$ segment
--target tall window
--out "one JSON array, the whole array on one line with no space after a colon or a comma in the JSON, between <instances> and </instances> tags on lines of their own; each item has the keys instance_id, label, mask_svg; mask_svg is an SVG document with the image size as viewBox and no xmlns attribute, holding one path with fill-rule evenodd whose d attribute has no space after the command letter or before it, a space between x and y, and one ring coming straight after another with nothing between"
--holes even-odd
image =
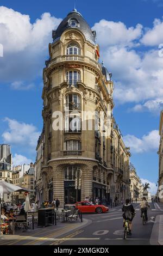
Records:
<instances>
[{"instance_id":1,"label":"tall window","mask_svg":"<svg viewBox=\"0 0 163 256\"><path fill-rule=\"evenodd\" d=\"M67 55L80 55L79 46L75 42L69 44L67 48Z\"/></svg>"},{"instance_id":2,"label":"tall window","mask_svg":"<svg viewBox=\"0 0 163 256\"><path fill-rule=\"evenodd\" d=\"M68 166L65 170L65 179L67 180L74 180L75 179L75 172L77 169L77 167Z\"/></svg>"},{"instance_id":3,"label":"tall window","mask_svg":"<svg viewBox=\"0 0 163 256\"><path fill-rule=\"evenodd\" d=\"M66 132L79 132L81 131L80 116L66 115L65 118L65 131Z\"/></svg>"},{"instance_id":4,"label":"tall window","mask_svg":"<svg viewBox=\"0 0 163 256\"><path fill-rule=\"evenodd\" d=\"M66 150L78 151L81 150L81 143L79 141L74 139L67 141L66 142Z\"/></svg>"},{"instance_id":5,"label":"tall window","mask_svg":"<svg viewBox=\"0 0 163 256\"><path fill-rule=\"evenodd\" d=\"M80 97L77 94L68 94L67 95L66 102L65 107L67 110L82 110Z\"/></svg>"},{"instance_id":6,"label":"tall window","mask_svg":"<svg viewBox=\"0 0 163 256\"><path fill-rule=\"evenodd\" d=\"M80 74L79 71L70 71L66 73L67 81L70 85L76 85L80 80Z\"/></svg>"}]
</instances>

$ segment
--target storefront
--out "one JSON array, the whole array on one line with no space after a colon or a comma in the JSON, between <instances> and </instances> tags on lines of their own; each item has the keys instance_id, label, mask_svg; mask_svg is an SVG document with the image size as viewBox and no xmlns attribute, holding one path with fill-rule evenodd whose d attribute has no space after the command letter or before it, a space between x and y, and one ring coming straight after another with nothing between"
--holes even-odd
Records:
<instances>
[{"instance_id":1,"label":"storefront","mask_svg":"<svg viewBox=\"0 0 163 256\"><path fill-rule=\"evenodd\" d=\"M65 181L65 204L75 204L76 193L74 181ZM78 190L78 201L81 201L81 190Z\"/></svg>"},{"instance_id":2,"label":"storefront","mask_svg":"<svg viewBox=\"0 0 163 256\"><path fill-rule=\"evenodd\" d=\"M93 182L93 197L95 199L98 197L101 200L106 198L106 186Z\"/></svg>"}]
</instances>

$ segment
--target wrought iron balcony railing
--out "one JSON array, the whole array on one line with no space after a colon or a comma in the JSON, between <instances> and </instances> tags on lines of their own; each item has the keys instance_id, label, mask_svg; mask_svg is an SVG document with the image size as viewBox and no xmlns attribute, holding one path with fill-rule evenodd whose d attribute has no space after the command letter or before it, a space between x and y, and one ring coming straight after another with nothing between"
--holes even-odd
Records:
<instances>
[{"instance_id":1,"label":"wrought iron balcony railing","mask_svg":"<svg viewBox=\"0 0 163 256\"><path fill-rule=\"evenodd\" d=\"M82 151L79 150L65 151L64 156L82 156Z\"/></svg>"},{"instance_id":2,"label":"wrought iron balcony railing","mask_svg":"<svg viewBox=\"0 0 163 256\"><path fill-rule=\"evenodd\" d=\"M82 129L65 129L65 133L82 133Z\"/></svg>"},{"instance_id":3,"label":"wrought iron balcony railing","mask_svg":"<svg viewBox=\"0 0 163 256\"><path fill-rule=\"evenodd\" d=\"M80 103L71 102L69 103L65 104L64 108L65 111L81 111L82 104Z\"/></svg>"}]
</instances>

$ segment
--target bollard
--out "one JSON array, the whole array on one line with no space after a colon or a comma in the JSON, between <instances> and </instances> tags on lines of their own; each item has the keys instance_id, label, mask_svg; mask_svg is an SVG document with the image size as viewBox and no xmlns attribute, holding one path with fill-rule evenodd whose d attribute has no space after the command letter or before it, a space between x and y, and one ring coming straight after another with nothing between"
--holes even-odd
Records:
<instances>
[{"instance_id":1,"label":"bollard","mask_svg":"<svg viewBox=\"0 0 163 256\"><path fill-rule=\"evenodd\" d=\"M32 215L32 229L34 229L34 215Z\"/></svg>"},{"instance_id":2,"label":"bollard","mask_svg":"<svg viewBox=\"0 0 163 256\"><path fill-rule=\"evenodd\" d=\"M80 212L80 215L81 215L81 222L83 222L83 216L82 216L82 212Z\"/></svg>"},{"instance_id":3,"label":"bollard","mask_svg":"<svg viewBox=\"0 0 163 256\"><path fill-rule=\"evenodd\" d=\"M12 220L12 234L15 235L15 221Z\"/></svg>"},{"instance_id":4,"label":"bollard","mask_svg":"<svg viewBox=\"0 0 163 256\"><path fill-rule=\"evenodd\" d=\"M55 225L57 225L57 213L56 211L55 211L54 212L54 218L55 218Z\"/></svg>"}]
</instances>

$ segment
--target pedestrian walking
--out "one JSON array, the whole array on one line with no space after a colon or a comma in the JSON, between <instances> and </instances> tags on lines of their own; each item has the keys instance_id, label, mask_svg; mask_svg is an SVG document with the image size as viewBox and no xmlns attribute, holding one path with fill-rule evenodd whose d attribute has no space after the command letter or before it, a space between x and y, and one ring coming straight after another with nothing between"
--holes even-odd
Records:
<instances>
[{"instance_id":1,"label":"pedestrian walking","mask_svg":"<svg viewBox=\"0 0 163 256\"><path fill-rule=\"evenodd\" d=\"M55 201L55 205L56 205L57 210L58 210L60 205L60 201L59 200L58 200L58 198L57 198L56 201Z\"/></svg>"}]
</instances>

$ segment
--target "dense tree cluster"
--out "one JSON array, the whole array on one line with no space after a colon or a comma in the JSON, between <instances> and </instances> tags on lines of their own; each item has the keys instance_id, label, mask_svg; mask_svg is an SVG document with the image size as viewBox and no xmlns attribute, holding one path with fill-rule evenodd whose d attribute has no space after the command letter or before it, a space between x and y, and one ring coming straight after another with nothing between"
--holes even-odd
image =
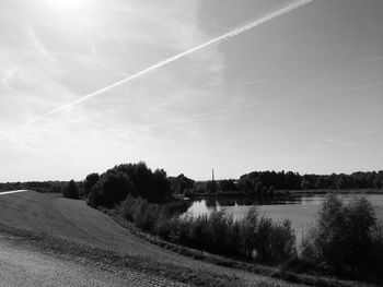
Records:
<instances>
[{"instance_id":1,"label":"dense tree cluster","mask_svg":"<svg viewBox=\"0 0 383 287\"><path fill-rule=\"evenodd\" d=\"M185 194L194 188L195 181L181 174L178 177L170 177L172 193Z\"/></svg>"},{"instance_id":2,"label":"dense tree cluster","mask_svg":"<svg viewBox=\"0 0 383 287\"><path fill-rule=\"evenodd\" d=\"M304 175L292 171L253 171L243 175L237 189L246 194L267 194L274 190L307 189L382 189L383 171L353 172L351 175Z\"/></svg>"},{"instance_id":3,"label":"dense tree cluster","mask_svg":"<svg viewBox=\"0 0 383 287\"><path fill-rule=\"evenodd\" d=\"M302 262L339 276L383 279L383 226L364 198L348 204L329 194L302 243Z\"/></svg>"},{"instance_id":4,"label":"dense tree cluster","mask_svg":"<svg viewBox=\"0 0 383 287\"><path fill-rule=\"evenodd\" d=\"M90 205L112 207L129 194L150 202L166 201L171 194L171 183L163 169L152 171L141 162L115 166L98 177L89 175L84 182L86 192Z\"/></svg>"}]
</instances>

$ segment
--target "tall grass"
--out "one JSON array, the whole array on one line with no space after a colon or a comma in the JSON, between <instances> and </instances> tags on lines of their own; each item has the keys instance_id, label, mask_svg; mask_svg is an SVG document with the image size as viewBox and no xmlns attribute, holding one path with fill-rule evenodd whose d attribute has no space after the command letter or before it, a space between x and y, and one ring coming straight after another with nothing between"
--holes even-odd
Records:
<instances>
[{"instance_id":1,"label":"tall grass","mask_svg":"<svg viewBox=\"0 0 383 287\"><path fill-rule=\"evenodd\" d=\"M291 223L287 219L272 222L255 208L241 220L223 212L179 217L166 206L128 196L123 203L123 213L142 230L214 254L271 264L297 255Z\"/></svg>"},{"instance_id":2,"label":"tall grass","mask_svg":"<svg viewBox=\"0 0 383 287\"><path fill-rule=\"evenodd\" d=\"M364 198L329 194L302 242L301 261L347 278L383 282L383 228Z\"/></svg>"}]
</instances>

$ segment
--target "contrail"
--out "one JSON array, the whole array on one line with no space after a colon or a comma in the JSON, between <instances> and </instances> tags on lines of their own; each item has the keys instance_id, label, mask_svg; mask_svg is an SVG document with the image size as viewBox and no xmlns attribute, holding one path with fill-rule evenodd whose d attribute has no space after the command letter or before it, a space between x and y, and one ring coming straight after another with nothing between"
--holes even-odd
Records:
<instances>
[{"instance_id":1,"label":"contrail","mask_svg":"<svg viewBox=\"0 0 383 287\"><path fill-rule=\"evenodd\" d=\"M58 112L60 110L63 110L63 109L69 108L69 107L72 107L72 106L74 106L77 104L80 104L80 103L82 103L84 100L88 100L90 98L100 96L100 95L106 93L107 91L109 91L112 88L120 86L120 85L123 85L123 84L125 84L125 83L127 83L127 82L129 82L131 80L140 77L140 76L142 76L142 75L144 75L147 73L150 73L150 72L152 72L152 71L154 71L154 70L156 70L156 69L159 69L161 67L164 67L164 65L166 65L169 63L172 63L172 62L174 62L174 61L176 61L176 60L178 60L181 58L184 58L185 56L187 56L189 53L196 52L196 51L201 50L201 49L204 49L206 47L209 47L209 46L211 46L213 44L218 44L218 43L227 40L227 39L229 39L231 37L237 36L237 35L240 35L240 34L242 34L242 33L244 33L246 31L255 28L255 27L257 27L257 26L259 26L259 25L262 25L262 24L264 24L266 22L269 22L269 21L271 21L271 20L274 20L276 17L285 15L285 14L291 12L292 10L295 10L295 9L298 9L300 7L309 4L312 1L314 1L314 0L299 0L299 1L294 1L291 4L289 4L289 5L285 7L285 8L281 8L281 9L279 9L277 11L274 11L272 13L270 13L270 14L268 14L266 16L263 16L260 19L257 19L257 20L255 20L255 21L253 21L253 22L251 22L251 23L248 23L248 24L246 24L246 25L244 25L242 27L235 28L235 29L233 29L231 32L228 32L228 33L221 35L221 36L212 38L212 39L210 39L210 40L208 40L208 41L206 41L204 44L200 44L200 45L198 45L198 46L196 46L194 48L190 48L190 49L188 49L186 51L177 53L177 55L175 55L175 56L173 56L173 57L171 57L171 58L169 58L166 60L160 61L160 62L158 62L158 63L155 63L155 64L153 64L153 65L151 65L151 67L149 67L149 68L147 68L147 69L144 69L144 70L142 70L140 72L137 72L137 73L135 73L135 74L132 74L132 75L130 75L130 76L128 76L126 79L123 79L123 80L120 80L120 81L118 81L118 82L116 82L116 83L114 83L112 85L108 85L106 87L100 88L100 89L97 89L97 91L95 91L95 92L93 92L91 94L88 94L88 95L85 95L83 97L80 97L77 100L73 100L73 101L68 103L68 104L66 104L63 106L57 107L57 108L55 108L55 109L53 109L53 110L50 110L50 111L48 111L48 112L46 112L46 113L44 113L42 116L38 116L38 117L27 121L26 123L20 125L18 128L18 130L22 129L22 128L25 128L25 127L28 127L28 125L35 123L36 121L39 121L39 120L42 120L42 119L44 119L44 118L46 118L46 117L48 117L48 116L50 116L53 113L56 113L56 112Z\"/></svg>"},{"instance_id":2,"label":"contrail","mask_svg":"<svg viewBox=\"0 0 383 287\"><path fill-rule=\"evenodd\" d=\"M19 193L19 192L25 192L25 191L27 191L27 190L3 191L3 192L0 192L0 195L12 194L12 193Z\"/></svg>"}]
</instances>

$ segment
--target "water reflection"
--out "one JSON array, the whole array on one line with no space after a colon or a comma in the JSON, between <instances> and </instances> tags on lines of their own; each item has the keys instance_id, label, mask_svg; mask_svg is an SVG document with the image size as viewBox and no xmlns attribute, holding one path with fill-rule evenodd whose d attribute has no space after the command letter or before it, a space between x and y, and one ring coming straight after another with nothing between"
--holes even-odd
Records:
<instances>
[{"instance_id":1,"label":"water reflection","mask_svg":"<svg viewBox=\"0 0 383 287\"><path fill-rule=\"evenodd\" d=\"M340 194L344 202L363 194ZM275 220L289 218L295 230L298 241L302 234L315 220L316 213L324 202L326 194L288 195L274 198L214 198L192 201L187 214L192 216L209 215L213 211L224 211L234 219L243 218L249 208L257 206L260 213ZM383 194L367 194L365 198L373 204L376 217L383 219ZM185 214L184 214L185 216Z\"/></svg>"}]
</instances>

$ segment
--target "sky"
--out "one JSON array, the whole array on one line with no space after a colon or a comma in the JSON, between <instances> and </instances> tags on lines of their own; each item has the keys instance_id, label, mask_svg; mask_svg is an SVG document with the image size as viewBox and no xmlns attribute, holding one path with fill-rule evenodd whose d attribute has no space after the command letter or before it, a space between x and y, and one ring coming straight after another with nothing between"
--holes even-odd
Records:
<instances>
[{"instance_id":1,"label":"sky","mask_svg":"<svg viewBox=\"0 0 383 287\"><path fill-rule=\"evenodd\" d=\"M297 1L0 0L0 181L383 169L383 1L305 2L82 100Z\"/></svg>"}]
</instances>

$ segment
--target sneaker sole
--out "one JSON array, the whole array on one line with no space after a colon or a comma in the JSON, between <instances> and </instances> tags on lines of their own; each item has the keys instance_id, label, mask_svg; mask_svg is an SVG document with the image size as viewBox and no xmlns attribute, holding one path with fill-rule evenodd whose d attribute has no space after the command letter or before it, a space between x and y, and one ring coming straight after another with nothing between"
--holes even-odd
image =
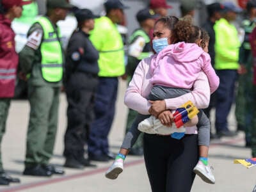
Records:
<instances>
[{"instance_id":1,"label":"sneaker sole","mask_svg":"<svg viewBox=\"0 0 256 192\"><path fill-rule=\"evenodd\" d=\"M116 179L118 175L123 172L123 169L120 167L114 168L110 172L106 173L105 177L109 179Z\"/></svg>"},{"instance_id":2,"label":"sneaker sole","mask_svg":"<svg viewBox=\"0 0 256 192\"><path fill-rule=\"evenodd\" d=\"M197 175L198 175L204 182L211 184L215 184L215 182L212 182L212 180L209 179L208 177L207 177L205 175L202 173L202 172L198 170L194 170L193 171L194 173L196 173Z\"/></svg>"}]
</instances>

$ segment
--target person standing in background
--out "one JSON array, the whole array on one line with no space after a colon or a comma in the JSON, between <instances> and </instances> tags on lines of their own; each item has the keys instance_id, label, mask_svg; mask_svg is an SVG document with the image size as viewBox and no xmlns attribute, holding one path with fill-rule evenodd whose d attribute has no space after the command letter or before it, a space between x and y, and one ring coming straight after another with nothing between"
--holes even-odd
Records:
<instances>
[{"instance_id":1,"label":"person standing in background","mask_svg":"<svg viewBox=\"0 0 256 192\"><path fill-rule=\"evenodd\" d=\"M129 83L132 78L133 74L140 61L153 54L151 48L149 32L154 29L155 19L159 17L152 10L148 8L140 10L136 14L137 21L140 28L135 29L129 38L129 47L128 51L128 62L126 65L126 74L128 76ZM131 128L138 112L129 109L125 133ZM134 145L130 150L129 154L142 156L143 134L140 134Z\"/></svg>"},{"instance_id":2,"label":"person standing in background","mask_svg":"<svg viewBox=\"0 0 256 192\"><path fill-rule=\"evenodd\" d=\"M19 63L15 51L15 34L11 28L15 18L21 16L22 0L2 0L0 1L0 147L5 132L6 120L11 99L14 96L16 74ZM0 185L19 182L18 178L8 175L3 168L0 149Z\"/></svg>"},{"instance_id":3,"label":"person standing in background","mask_svg":"<svg viewBox=\"0 0 256 192\"><path fill-rule=\"evenodd\" d=\"M255 110L252 100L254 100L253 76L253 58L249 35L255 26L256 1L250 0L246 4L246 18L242 25L244 30L244 38L239 50L240 68L238 70L238 87L236 97L236 118L237 131L245 132L245 146L250 146L250 129L252 129L252 115Z\"/></svg>"},{"instance_id":4,"label":"person standing in background","mask_svg":"<svg viewBox=\"0 0 256 192\"><path fill-rule=\"evenodd\" d=\"M196 1L180 0L181 17L184 17L186 15L190 15L194 17L196 5Z\"/></svg>"},{"instance_id":5,"label":"person standing in background","mask_svg":"<svg viewBox=\"0 0 256 192\"><path fill-rule=\"evenodd\" d=\"M67 48L65 87L68 106L64 138L64 166L83 168L93 166L84 158L84 137L88 136L94 113L94 97L98 86L99 52L89 40L94 19L88 9L75 11L77 28Z\"/></svg>"},{"instance_id":6,"label":"person standing in background","mask_svg":"<svg viewBox=\"0 0 256 192\"><path fill-rule=\"evenodd\" d=\"M22 6L22 14L19 18L15 19L15 21L32 24L35 17L38 15L38 6L35 0L26 0L27 4Z\"/></svg>"},{"instance_id":7,"label":"person standing in background","mask_svg":"<svg viewBox=\"0 0 256 192\"><path fill-rule=\"evenodd\" d=\"M248 104L250 105L250 108L252 108L252 111L253 112L252 115L251 122L248 122L249 124L252 124L250 129L249 129L250 133L250 147L252 150L252 157L256 157L256 27L253 28L251 34L249 35L249 41L251 45L252 53L253 56L253 72L252 74L252 90L253 92L251 94L252 96L252 99L248 100Z\"/></svg>"},{"instance_id":8,"label":"person standing in background","mask_svg":"<svg viewBox=\"0 0 256 192\"><path fill-rule=\"evenodd\" d=\"M26 35L28 31L32 24L36 19L36 17L38 15L38 7L35 0L26 0L27 4L22 6L23 10L21 17L14 19L14 30L20 30L22 29L22 32L19 32L15 37L16 51L18 52L21 51L24 45L22 43L26 42ZM27 29L27 30L26 30ZM19 74L19 72L18 72ZM24 79L18 78L17 83L15 86L15 92L14 98L15 99L27 99L28 98L28 84L27 82Z\"/></svg>"},{"instance_id":9,"label":"person standing in background","mask_svg":"<svg viewBox=\"0 0 256 192\"><path fill-rule=\"evenodd\" d=\"M91 160L108 161L115 158L109 153L108 136L115 116L118 77L125 74L124 50L116 24L124 19L124 9L120 0L108 0L104 4L106 15L95 19L90 36L99 52L99 86L95 95L95 118L92 124L88 142Z\"/></svg>"},{"instance_id":10,"label":"person standing in background","mask_svg":"<svg viewBox=\"0 0 256 192\"><path fill-rule=\"evenodd\" d=\"M172 6L168 5L166 0L150 0L149 8L162 17L168 15L168 10L172 8Z\"/></svg>"},{"instance_id":11,"label":"person standing in background","mask_svg":"<svg viewBox=\"0 0 256 192\"><path fill-rule=\"evenodd\" d=\"M204 28L209 34L210 36L210 40L208 45L208 53L211 57L211 63L212 67L214 67L215 63L215 31L213 29L213 26L217 20L219 20L221 18L221 12L224 10L224 6L220 3L214 3L207 5L207 6L208 19L205 23L202 25ZM211 109L215 106L215 93L211 95L210 103L209 107L206 109L204 109L203 111L205 113L206 116L210 119L210 112ZM216 138L216 135L214 134L211 132L211 138Z\"/></svg>"},{"instance_id":12,"label":"person standing in background","mask_svg":"<svg viewBox=\"0 0 256 192\"><path fill-rule=\"evenodd\" d=\"M21 72L28 80L30 114L23 174L51 176L64 171L50 165L58 127L64 52L56 24L73 6L66 0L47 0L46 15L39 17L28 33L19 53Z\"/></svg>"},{"instance_id":13,"label":"person standing in background","mask_svg":"<svg viewBox=\"0 0 256 192\"><path fill-rule=\"evenodd\" d=\"M241 9L232 2L223 3L223 17L214 26L215 42L214 68L220 77L220 86L216 92L215 127L219 136L234 136L236 132L228 129L227 117L234 99L240 42L237 31L232 23Z\"/></svg>"}]
</instances>

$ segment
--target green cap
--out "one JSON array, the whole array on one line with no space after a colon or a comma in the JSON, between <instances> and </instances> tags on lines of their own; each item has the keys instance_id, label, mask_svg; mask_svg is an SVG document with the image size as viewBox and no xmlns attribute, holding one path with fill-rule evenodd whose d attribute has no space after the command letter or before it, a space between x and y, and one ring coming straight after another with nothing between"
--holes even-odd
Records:
<instances>
[{"instance_id":1,"label":"green cap","mask_svg":"<svg viewBox=\"0 0 256 192\"><path fill-rule=\"evenodd\" d=\"M61 8L70 9L73 5L68 3L68 0L47 0L46 6L51 8Z\"/></svg>"}]
</instances>

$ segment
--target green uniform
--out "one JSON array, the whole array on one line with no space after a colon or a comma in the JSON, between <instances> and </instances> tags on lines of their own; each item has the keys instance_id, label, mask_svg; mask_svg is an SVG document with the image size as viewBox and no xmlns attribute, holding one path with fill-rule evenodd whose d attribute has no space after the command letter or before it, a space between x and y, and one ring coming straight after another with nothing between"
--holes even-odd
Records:
<instances>
[{"instance_id":1,"label":"green uniform","mask_svg":"<svg viewBox=\"0 0 256 192\"><path fill-rule=\"evenodd\" d=\"M152 54L150 39L148 34L142 29L138 29L134 31L129 38L129 51L128 62L126 65L126 74L128 75L128 83L132 77L133 74L140 61ZM138 51L138 50L140 50ZM138 112L129 109L125 132L130 129L135 120ZM143 134L141 134L132 148L141 148L143 146Z\"/></svg>"},{"instance_id":2,"label":"green uniform","mask_svg":"<svg viewBox=\"0 0 256 192\"><path fill-rule=\"evenodd\" d=\"M47 164L52 156L64 61L58 27L47 17L40 17L28 36L19 53L21 70L29 77L26 167Z\"/></svg>"},{"instance_id":3,"label":"green uniform","mask_svg":"<svg viewBox=\"0 0 256 192\"><path fill-rule=\"evenodd\" d=\"M244 65L247 73L239 75L238 78L238 87L236 97L235 115L237 122L237 129L244 130L246 143L250 143L250 131L252 129L252 114L253 109L252 106L253 99L253 71L252 55L251 46L249 42L249 35L255 26L255 21L248 19L243 22L244 30L244 39L239 49L239 60L241 65Z\"/></svg>"}]
</instances>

WHAT TO PRODUCE: From the items above, pick out and copy every line that contains the word "balcony". Letter case must match.

OUTPUT OF THE TASK:
--target wrought iron balcony railing
[{"instance_id":1,"label":"wrought iron balcony railing","mask_svg":"<svg viewBox=\"0 0 163 256\"><path fill-rule=\"evenodd\" d=\"M82 151L79 150L65 151L64 156L82 156Z\"/></svg>"},{"instance_id":2,"label":"wrought iron balcony railing","mask_svg":"<svg viewBox=\"0 0 163 256\"><path fill-rule=\"evenodd\" d=\"M82 129L65 129L65 133L82 133Z\"/></svg>"},{"instance_id":3,"label":"wrought iron balcony railing","mask_svg":"<svg viewBox=\"0 0 163 256\"><path fill-rule=\"evenodd\" d=\"M80 103L71 102L69 103L65 104L64 108L65 111L81 111L82 104Z\"/></svg>"}]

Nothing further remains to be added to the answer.